Named object pointing entries
· · · · · · ·

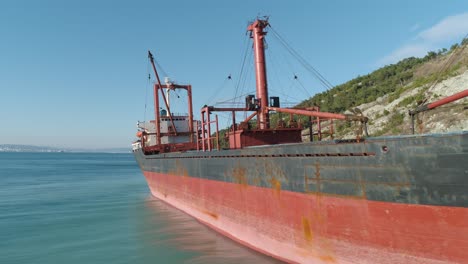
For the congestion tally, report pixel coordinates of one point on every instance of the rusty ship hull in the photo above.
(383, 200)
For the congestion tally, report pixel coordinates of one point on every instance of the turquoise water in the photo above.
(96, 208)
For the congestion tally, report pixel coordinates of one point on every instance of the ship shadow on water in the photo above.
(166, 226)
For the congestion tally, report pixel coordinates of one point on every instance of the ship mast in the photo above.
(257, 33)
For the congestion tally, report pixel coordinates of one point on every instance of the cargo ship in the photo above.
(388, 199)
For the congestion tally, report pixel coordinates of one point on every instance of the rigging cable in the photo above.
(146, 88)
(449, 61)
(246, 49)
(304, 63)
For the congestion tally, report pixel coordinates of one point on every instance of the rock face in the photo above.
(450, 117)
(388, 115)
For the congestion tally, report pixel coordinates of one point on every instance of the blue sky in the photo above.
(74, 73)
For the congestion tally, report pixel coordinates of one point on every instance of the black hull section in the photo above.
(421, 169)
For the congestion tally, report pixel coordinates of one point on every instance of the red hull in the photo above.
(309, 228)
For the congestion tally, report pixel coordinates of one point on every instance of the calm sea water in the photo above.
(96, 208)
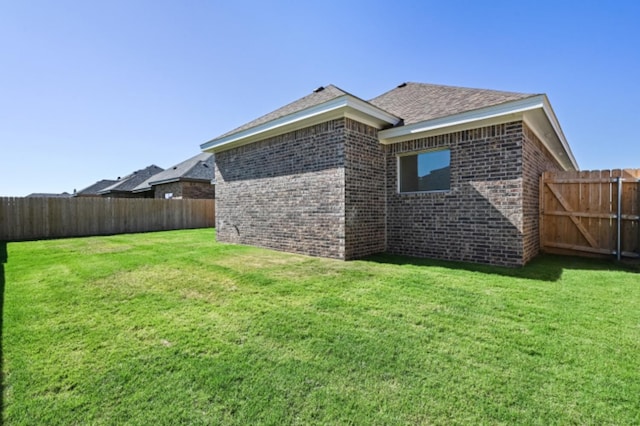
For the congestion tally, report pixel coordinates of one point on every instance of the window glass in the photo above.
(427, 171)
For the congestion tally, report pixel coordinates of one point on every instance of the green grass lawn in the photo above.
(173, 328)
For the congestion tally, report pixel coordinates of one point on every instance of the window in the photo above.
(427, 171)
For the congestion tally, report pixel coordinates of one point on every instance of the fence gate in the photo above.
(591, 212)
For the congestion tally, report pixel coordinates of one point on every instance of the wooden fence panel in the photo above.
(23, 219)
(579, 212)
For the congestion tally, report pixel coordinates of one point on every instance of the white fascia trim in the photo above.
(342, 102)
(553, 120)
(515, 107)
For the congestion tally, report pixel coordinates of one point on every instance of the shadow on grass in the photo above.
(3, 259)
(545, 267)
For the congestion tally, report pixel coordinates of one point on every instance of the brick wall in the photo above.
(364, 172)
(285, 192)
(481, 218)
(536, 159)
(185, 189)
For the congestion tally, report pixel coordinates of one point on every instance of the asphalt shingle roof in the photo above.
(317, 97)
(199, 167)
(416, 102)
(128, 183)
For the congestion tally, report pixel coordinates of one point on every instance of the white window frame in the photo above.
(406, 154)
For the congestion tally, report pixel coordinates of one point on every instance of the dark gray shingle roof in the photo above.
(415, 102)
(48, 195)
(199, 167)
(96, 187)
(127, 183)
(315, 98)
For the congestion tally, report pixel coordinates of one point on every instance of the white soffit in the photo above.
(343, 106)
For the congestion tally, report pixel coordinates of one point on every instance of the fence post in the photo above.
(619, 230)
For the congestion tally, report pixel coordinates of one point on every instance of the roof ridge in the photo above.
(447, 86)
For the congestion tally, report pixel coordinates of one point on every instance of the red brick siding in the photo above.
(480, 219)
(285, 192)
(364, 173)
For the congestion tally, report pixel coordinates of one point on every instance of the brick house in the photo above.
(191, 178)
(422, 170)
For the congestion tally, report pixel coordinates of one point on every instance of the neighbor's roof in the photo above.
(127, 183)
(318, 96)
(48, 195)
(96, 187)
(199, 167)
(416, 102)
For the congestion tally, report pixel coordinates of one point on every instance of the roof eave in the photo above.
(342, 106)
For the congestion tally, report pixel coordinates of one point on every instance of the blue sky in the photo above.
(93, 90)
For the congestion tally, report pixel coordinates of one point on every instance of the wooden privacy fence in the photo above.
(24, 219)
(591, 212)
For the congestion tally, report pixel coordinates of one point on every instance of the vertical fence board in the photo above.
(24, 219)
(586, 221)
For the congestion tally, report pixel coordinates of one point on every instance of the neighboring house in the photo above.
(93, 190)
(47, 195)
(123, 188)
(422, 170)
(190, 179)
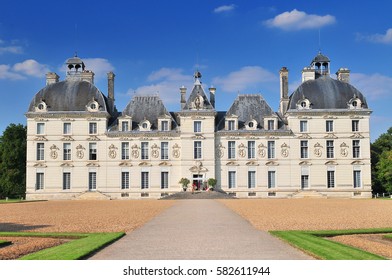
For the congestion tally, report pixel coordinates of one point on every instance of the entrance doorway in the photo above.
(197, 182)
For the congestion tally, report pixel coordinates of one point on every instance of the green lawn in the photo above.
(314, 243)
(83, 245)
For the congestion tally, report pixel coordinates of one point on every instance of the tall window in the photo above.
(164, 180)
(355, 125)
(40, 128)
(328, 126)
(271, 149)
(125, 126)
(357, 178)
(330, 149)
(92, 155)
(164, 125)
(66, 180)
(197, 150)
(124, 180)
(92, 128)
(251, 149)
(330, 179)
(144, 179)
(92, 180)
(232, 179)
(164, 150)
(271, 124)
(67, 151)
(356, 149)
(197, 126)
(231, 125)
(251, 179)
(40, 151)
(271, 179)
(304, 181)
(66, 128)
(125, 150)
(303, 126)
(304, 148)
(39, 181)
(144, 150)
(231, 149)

· · · · · · ·

» Problem to work on:
Rewrite all the rows above, changing "congestion tally" to "density survey" and keeping everything else the same. Leave the pictures out of your answer.

» Task answer:
For the density survey, report pixel coordinates of one point on every instance of the rusty ship hull in the photo above.
(383, 200)
For the density survey, report pixel coordinates of one point on every instance of the turquoise water in the photo above.
(96, 208)
For the density survey, report pixel coordinates of one point on every instance of the ship shadow on water in the photo above.
(166, 226)
For the density survey, report pixel coordinates of one point on every instance of the ship mast in the photo above.
(257, 33)
For the density survey, report pixel coordinates of one point on every instance of the cargo ship in the photo above.
(388, 199)
For the density survey, report pixel coordinates of one point on every instance of the rigging cable in the photo above.
(146, 88)
(449, 61)
(246, 49)
(304, 63)
For the density survey, report pixel coordinates of one point on every instance of the rock face in the photo above.
(450, 117)
(388, 115)
For the density survey, report pixel coordinates of one point on every instance of the blue sky in the photo above.
(74, 73)
For the density survey, report pixel coordinates of one point on every instance of the black hull section in the photo above.
(421, 169)
For the density survey, report pixel coordinates of one point on every instance of the red hull in the photo above.
(309, 228)
For the density survey, report pixel coordinates of one point on every instance of the calm sea water in the photo above.
(96, 208)
For the density survey, report pixel coordinates of one point on every instance of the window glass in the photo above.
(427, 171)
For the density survey, report pixel coordinates of one point on every instance of the green grass lawn in the photo above.
(173, 328)
For the density survey, report pixel coordinates of one point on every instance of the window in the photo above.
(427, 171)
For the density survey, report pixel coordinates of one point on every instance of the fence gate in the photo above.
(591, 212)
For the density survey, report pixel coordinates of one point on every instance of the wooden fence panel in the photo above.
(23, 219)
(579, 212)
For the density survey, report pixel coordinates of one point on every instance of the white fascia trim in the photo above.
(342, 102)
(553, 120)
(515, 107)
For the density survey, report pixel coordinates of one point on every instance of the shadow on grass in the photo above.
(3, 259)
(545, 267)
For the density survey, report pixel coordinates of one point on every instance of the brick wall in the photo above.
(364, 172)
(285, 192)
(481, 218)
(536, 159)
(185, 189)
For the density survey, report pixel coordinates of one point on every instance of the asphalt shingle roof in the photo above.
(317, 97)
(199, 167)
(416, 102)
(128, 183)
For the density survey, report pixel coordinates of one point on every instance of the white window frame in the photo above.
(406, 154)
For the density survey, report pixel coordinates of one point on every instance of the dark gray shingle roof in the photo above.
(415, 102)
(48, 195)
(199, 167)
(96, 187)
(127, 183)
(315, 98)
For the density survey, report pixel coordinates of one point on every instance of the white soffit in the photo above.
(343, 106)
For the density survey, report pixel coordinates of one point on every instance of the fence post in the photo above.
(619, 230)
For the density survey, report pixel coordinates of one point on every instance of the roof ridge in the photo above.
(447, 86)
For the density survey, report pixel coordinates of one point on every instance of the red brick siding in the photo above.
(480, 219)
(285, 192)
(364, 173)
For the density survey, report pixel coordinates of one point on every instance of the brick house in the photo above.
(191, 178)
(422, 170)
For the density survey, report pixel coordinates of one point on every instance of the neighbor's roof in the photo above.
(127, 183)
(318, 96)
(48, 195)
(96, 187)
(199, 167)
(416, 102)
For the density survey, report pixel coordinates of one point on every instance of the roof eave in the photo above.
(342, 106)
For the density survey, report pixel coordinates of one point on every instance of the blue sky in the photo above.
(93, 90)
For the density survey, report pixel coordinates of one point on every instance of the wooden privacy fence in the photo above.
(24, 219)
(591, 212)
For the density survey, report pixel coordinates of one point on every instance of the vertical fence board in the photo above.
(24, 219)
(586, 221)
For the density survey, report pixel coordinates of one point on every instance of the neighboring house in the photo above.
(93, 190)
(47, 195)
(123, 188)
(422, 170)
(190, 179)
For the density survey, report pixel coordinates of one point on every instance of the entrance doorway in the photo above.
(197, 182)
For the density survey, report pixel coordinates of one point on every instance of the green lawn in the photo above.
(314, 243)
(83, 245)
For the density survey, report pixel coordinates of one point on every instance of the tall window in the photo above.
(164, 180)
(355, 125)
(40, 128)
(328, 126)
(271, 149)
(125, 126)
(357, 178)
(330, 149)
(92, 155)
(164, 125)
(66, 180)
(197, 150)
(124, 180)
(92, 128)
(251, 149)
(330, 179)
(144, 179)
(92, 180)
(232, 179)
(164, 150)
(271, 124)
(67, 151)
(356, 149)
(197, 126)
(231, 125)
(251, 179)
(40, 151)
(271, 179)
(304, 181)
(66, 128)
(125, 150)
(303, 126)
(304, 148)
(39, 181)
(144, 150)
(231, 149)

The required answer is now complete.